* Aim *
Reproduce word for word the portion of the records below that opens with the line containing "of the dark" and closes with the line containing "of the tree", including both of those lines.

* Dataset excerpts *
---
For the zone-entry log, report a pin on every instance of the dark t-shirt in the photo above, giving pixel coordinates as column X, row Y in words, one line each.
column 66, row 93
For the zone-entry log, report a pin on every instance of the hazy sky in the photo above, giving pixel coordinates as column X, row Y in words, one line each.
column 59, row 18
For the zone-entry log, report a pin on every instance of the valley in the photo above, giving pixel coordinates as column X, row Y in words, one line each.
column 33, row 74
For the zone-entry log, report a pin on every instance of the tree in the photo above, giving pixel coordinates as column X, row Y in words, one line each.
---
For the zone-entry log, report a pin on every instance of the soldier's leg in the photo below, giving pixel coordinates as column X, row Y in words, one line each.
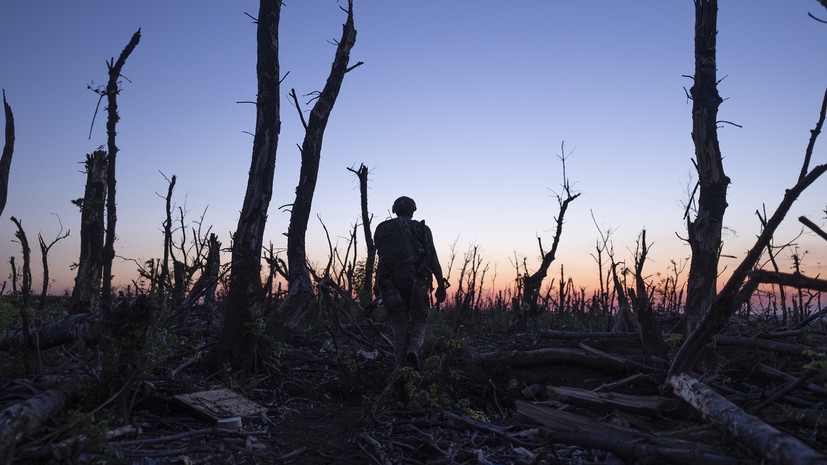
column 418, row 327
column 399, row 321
---
* Answer below *
For the zone-entry log, report a pin on every instance of the dark t-shirt in the photo above, giving pixel coordinates as column X, row Y in words, one line each.
column 66, row 93
For the zone-entry log, report a pin on every instance of the hazy sky in the photo above, giving pixel coordinates as column X, row Y in words, one line each.
column 59, row 18
For the zone-entry log, report a pin on every instance of the valley in the photo above, giving pixel coordinates as column X, row Y in words, one line each.
column 33, row 74
For the zone-entry log, report a pin on every instance of the tree in the photo above, giving pixel coordinates as column X, row Y in words, one line each.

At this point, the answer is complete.